[Work instructions] The reply must consist of one number: how many lines of the data include the word "swan".
---------- Records for the task ----------
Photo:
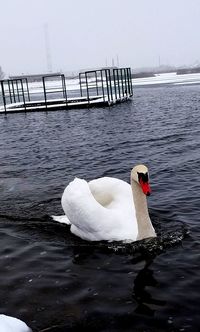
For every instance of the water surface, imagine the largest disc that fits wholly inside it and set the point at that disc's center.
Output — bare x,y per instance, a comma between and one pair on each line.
51,279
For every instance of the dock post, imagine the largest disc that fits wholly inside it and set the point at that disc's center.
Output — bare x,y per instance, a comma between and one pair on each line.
13,90
130,79
110,83
27,89
44,90
102,85
87,88
96,83
118,81
10,95
17,90
80,84
23,96
121,72
114,70
3,95
64,88
107,85
126,84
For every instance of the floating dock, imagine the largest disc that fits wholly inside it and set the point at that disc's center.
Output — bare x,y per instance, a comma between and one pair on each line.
95,88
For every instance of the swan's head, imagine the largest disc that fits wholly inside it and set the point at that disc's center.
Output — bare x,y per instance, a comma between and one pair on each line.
140,174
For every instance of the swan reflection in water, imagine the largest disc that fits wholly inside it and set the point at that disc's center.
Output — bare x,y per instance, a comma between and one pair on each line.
141,295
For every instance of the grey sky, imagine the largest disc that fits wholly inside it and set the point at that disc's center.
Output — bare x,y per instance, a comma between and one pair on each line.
87,33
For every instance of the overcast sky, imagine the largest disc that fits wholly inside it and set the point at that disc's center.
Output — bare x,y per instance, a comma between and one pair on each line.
90,33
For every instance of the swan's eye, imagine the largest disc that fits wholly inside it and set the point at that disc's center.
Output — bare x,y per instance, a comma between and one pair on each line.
----------
[Answer for the task] 3